Excerpt to read:
=== Begin Enclosure ===
As the weekend approaches, there are things we all look forward to – sleeping in late, spending time with family, splashing in the neighborhood pool, and picnics with friends. For me, I look forward to visiting my local farmers market. It is a time for me and my urban-raised children to connect with local farmers and thank them for their hard work in providing the food we eat every day. In the DC metro region, it’s the height of tomato season here. I find strange and luscious heirloom tomato varieties in the farmers market that I never see in my grocery store. Always trying to expand my children’s palate, the farmers market provides a great place to taste fresh foods. The farmers cheer as my children try new fruits and vegetables. The infectious excitement and fun at the market facilitates my efforts to get my kids to gobble up healthy food.
So, I couldn’t be more pleased to announce that farmers markets are expanding to communities across the nation at an amazing rate!
Today we are announcing that there are 7,175 farmers markets listed in the 2011 USDA Farmers Market Directory. That’s 7,175 locations you can meet a farmer, get the freshest local produce, meat, dairy, cheese and other regional delights. That’s 7,175 locations where you can invest in your community, meet your neighbors and support the local and regional food system.
=== End Enclosure ===
Provided data:
=== Begin Enclosure ===
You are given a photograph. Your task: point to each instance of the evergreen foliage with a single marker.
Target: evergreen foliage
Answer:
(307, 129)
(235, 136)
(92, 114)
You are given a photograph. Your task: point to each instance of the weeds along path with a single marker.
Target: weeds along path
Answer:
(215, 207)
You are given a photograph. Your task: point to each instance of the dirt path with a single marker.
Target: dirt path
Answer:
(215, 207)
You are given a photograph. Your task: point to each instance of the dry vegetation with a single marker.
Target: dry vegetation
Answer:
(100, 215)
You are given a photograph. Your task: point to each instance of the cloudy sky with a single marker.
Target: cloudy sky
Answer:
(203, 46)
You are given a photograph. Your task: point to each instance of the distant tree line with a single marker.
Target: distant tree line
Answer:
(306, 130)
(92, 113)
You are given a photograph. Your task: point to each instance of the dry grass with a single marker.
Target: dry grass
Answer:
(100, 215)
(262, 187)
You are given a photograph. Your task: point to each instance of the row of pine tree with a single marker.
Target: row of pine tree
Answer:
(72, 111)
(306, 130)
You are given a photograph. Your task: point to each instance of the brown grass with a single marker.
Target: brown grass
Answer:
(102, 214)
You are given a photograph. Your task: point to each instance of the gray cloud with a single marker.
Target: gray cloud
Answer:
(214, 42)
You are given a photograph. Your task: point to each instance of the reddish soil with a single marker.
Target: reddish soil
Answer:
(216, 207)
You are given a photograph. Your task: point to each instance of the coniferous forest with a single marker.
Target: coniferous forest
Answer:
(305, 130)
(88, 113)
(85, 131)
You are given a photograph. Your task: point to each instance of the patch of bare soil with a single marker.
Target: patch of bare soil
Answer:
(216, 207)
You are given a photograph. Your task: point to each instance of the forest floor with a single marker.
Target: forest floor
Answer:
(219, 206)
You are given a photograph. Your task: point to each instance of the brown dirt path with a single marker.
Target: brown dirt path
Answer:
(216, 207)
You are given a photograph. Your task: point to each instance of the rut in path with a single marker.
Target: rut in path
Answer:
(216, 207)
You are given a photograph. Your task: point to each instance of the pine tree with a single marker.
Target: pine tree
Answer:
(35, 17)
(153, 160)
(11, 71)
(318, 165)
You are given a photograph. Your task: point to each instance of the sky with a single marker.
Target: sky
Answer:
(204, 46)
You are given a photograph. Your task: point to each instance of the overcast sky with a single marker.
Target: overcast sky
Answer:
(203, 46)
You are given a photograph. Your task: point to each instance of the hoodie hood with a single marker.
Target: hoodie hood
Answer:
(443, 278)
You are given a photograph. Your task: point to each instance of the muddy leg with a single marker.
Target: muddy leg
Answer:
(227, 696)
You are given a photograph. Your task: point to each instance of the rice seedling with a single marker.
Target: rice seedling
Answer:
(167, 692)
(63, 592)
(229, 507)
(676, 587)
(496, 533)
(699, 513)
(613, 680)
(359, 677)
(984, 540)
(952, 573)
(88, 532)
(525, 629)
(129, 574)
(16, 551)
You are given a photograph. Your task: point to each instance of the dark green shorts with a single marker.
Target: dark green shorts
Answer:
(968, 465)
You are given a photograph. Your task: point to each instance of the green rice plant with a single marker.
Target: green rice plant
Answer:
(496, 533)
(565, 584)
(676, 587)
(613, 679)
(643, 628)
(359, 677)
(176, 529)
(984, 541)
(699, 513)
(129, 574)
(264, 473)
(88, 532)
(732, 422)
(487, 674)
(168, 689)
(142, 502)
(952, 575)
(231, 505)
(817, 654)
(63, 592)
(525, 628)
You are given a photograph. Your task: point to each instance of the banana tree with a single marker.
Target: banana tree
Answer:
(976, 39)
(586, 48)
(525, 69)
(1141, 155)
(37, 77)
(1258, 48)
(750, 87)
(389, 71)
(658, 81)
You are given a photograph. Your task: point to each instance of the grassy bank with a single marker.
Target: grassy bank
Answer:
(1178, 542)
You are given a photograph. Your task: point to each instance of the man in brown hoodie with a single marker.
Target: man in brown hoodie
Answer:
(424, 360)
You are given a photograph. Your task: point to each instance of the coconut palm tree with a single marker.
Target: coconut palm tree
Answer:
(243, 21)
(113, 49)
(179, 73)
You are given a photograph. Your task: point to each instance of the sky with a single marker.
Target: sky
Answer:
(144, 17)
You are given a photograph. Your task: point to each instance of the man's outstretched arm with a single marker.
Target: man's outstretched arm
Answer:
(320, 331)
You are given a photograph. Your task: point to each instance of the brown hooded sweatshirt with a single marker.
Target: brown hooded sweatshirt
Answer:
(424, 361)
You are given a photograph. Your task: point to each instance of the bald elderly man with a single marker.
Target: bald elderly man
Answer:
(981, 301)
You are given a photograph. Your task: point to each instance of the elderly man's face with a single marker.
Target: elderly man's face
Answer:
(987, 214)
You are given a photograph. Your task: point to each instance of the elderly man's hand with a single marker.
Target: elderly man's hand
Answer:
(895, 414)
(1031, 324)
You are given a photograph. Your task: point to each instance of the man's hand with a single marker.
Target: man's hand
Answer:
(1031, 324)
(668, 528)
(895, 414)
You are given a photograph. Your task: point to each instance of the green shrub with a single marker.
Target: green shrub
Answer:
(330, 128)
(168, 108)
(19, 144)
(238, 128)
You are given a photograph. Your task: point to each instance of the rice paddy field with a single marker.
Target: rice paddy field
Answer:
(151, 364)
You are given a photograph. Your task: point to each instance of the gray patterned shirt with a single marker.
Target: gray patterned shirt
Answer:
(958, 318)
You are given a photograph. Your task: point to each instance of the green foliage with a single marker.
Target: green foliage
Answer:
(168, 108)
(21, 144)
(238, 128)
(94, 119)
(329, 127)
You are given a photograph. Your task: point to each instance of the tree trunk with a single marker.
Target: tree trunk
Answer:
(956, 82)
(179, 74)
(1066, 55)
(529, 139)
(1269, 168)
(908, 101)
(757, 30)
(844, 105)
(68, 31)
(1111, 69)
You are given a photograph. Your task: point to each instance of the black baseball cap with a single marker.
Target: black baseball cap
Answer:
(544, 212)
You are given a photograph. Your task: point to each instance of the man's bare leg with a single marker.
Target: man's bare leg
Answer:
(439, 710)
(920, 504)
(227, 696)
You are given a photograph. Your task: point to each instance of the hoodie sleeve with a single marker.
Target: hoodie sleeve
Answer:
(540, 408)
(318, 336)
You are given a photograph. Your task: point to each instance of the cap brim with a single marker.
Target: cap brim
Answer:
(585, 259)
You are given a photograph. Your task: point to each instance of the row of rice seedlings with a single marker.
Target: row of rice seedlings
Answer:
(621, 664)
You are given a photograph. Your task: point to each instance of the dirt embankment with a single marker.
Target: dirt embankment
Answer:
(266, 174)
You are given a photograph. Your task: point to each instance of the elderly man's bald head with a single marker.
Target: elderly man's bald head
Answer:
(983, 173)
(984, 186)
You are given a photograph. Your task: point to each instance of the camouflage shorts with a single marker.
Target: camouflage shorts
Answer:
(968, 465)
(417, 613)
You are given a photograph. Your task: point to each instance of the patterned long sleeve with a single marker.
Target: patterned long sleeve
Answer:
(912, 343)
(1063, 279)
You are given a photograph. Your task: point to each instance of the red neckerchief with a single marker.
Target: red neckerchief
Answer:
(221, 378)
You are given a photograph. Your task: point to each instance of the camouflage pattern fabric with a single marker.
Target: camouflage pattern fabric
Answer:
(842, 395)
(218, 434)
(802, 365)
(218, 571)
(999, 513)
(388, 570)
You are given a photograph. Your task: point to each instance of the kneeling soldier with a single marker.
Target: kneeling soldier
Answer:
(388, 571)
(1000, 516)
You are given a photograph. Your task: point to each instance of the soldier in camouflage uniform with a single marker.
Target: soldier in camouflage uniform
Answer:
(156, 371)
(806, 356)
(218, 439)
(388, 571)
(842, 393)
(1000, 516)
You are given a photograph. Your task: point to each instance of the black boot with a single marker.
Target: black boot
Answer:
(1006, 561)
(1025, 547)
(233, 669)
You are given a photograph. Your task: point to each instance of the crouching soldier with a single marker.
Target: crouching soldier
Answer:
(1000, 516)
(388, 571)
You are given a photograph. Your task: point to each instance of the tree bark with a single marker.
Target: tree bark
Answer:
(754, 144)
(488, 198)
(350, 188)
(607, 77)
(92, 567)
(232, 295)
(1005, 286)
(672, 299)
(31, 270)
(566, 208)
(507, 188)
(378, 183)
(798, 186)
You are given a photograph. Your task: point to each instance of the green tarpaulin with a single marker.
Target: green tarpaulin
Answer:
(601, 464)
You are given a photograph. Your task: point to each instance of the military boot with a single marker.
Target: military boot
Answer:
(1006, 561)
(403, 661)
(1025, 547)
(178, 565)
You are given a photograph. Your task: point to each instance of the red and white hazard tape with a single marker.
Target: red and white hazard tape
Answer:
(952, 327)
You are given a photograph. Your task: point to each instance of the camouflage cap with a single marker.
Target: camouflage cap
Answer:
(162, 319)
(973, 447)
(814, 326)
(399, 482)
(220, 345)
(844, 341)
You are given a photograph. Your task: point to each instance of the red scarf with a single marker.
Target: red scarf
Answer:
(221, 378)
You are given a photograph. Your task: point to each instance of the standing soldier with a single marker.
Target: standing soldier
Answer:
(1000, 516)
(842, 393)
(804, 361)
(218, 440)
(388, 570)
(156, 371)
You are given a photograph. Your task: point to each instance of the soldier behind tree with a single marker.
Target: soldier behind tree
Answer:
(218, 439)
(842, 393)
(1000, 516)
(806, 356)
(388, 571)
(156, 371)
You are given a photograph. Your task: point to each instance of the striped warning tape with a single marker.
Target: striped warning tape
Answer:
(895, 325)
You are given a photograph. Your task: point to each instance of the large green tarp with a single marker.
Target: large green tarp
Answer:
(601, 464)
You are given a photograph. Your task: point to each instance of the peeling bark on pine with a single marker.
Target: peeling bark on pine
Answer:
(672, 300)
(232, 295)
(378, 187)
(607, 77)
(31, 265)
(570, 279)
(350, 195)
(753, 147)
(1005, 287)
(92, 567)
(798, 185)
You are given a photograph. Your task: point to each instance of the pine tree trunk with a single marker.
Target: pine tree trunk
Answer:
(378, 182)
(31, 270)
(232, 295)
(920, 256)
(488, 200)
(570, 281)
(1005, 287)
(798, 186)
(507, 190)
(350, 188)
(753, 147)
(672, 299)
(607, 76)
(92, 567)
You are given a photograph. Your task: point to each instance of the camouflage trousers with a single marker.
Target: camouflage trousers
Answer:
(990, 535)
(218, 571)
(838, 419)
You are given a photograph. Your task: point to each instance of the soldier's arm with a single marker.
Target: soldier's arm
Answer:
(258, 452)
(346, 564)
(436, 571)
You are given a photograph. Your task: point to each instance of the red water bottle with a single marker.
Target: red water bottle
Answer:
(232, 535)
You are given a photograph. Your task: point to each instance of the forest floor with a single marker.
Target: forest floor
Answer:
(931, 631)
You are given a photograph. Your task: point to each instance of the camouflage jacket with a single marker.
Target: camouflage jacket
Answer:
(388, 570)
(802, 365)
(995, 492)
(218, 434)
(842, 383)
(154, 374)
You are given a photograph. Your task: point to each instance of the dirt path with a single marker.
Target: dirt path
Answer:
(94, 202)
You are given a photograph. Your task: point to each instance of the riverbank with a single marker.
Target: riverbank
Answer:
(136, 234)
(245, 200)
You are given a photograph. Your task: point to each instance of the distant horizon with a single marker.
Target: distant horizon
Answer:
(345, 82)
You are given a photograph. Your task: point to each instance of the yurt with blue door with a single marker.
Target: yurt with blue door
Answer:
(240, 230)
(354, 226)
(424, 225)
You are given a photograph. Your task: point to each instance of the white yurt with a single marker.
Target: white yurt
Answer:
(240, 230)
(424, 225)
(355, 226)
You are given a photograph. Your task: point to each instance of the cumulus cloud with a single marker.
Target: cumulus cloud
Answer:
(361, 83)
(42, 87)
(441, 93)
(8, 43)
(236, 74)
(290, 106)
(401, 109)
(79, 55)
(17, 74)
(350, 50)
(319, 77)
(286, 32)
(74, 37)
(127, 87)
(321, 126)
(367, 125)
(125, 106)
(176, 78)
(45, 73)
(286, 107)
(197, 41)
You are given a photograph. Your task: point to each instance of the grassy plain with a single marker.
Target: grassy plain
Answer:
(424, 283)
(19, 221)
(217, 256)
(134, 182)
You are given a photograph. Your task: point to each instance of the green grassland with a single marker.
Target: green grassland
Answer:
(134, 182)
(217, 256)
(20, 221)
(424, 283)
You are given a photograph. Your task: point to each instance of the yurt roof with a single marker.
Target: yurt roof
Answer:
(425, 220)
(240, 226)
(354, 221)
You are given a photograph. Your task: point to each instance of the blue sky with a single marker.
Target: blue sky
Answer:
=== End Enclosure ===
Work request 1: In the passage about farmers markets, how many farmers markets are listed in the 2011 USDA Farmers Market Directory?
Work request 2: Decide whether each statement agrees with the passage about farmers markets, and back each yes or no with the deciding words quoted from it. (a) The writer's children were raised in a city. (b) The writer regularly finds heirloom tomato varieties at the grocery store. (c) It is the height of tomato season in the DC metro region.
Work request 3: Please continue the passage about farmers markets, picking up after its last sentence.

Answer box 1: 7,175

Answer box 2:
(a) Yes: "my urban-raised children"
(b) No: "that I never see in my grocery store"
(c) Yes: "In the DC metro region, it’s the height of tomato season here."

Answer box 3:
And it’s over 1,000 more farmers markets listed in the USDA Farmers Market Directory since last year. Since 2010, the number of farmers markets listed in the USDA National Farmers Market Directory on the Agricultural Marketing Service website has jumped 17 percent from 6,132. Some of the states that have seen the largest percentage jump in farmers markets over the past year are Alaska (farmers markets up 46 percent); Texas (up 38 percent), Colorado (up 38 percent) New Mexico (up 38 percent) and Indiana (up 37 percent). Oklahoma, South Dakota, Pennsylvania, Ohio and Michigan round out the list for the top ten states for farmers market growth by percentage.
But what do all these numbers mean? The growth in farmers markets is a sign that the local and regional food system is robust and thriving. More farmers markets mean more opportunities for small and midsize farmers – especially beginning farmers – to diversify their farms, sell their products and grow their businesses. More farmers markets mean more local economic stimulation to more communities which, in turn, mean more job opportunities. More farmers markets mean more access to fresh, healthy and local food. In fact the number of farmers markets now accepting SNAP (Supplemental Assistance Nutrition Program, formerly known as food stamps) has also grown by 16 percent.
We also know that more people are looking for farmers markets. From January to July, 2011, the USDA Farmers Market Directory had over 1.8 million page views. That’s a tripling from the same time frame in 2010! Users of the USDA National Farmers Market Directory include everyone from producers looking for places to sell their products to consumers like you, looking for the freshest food around.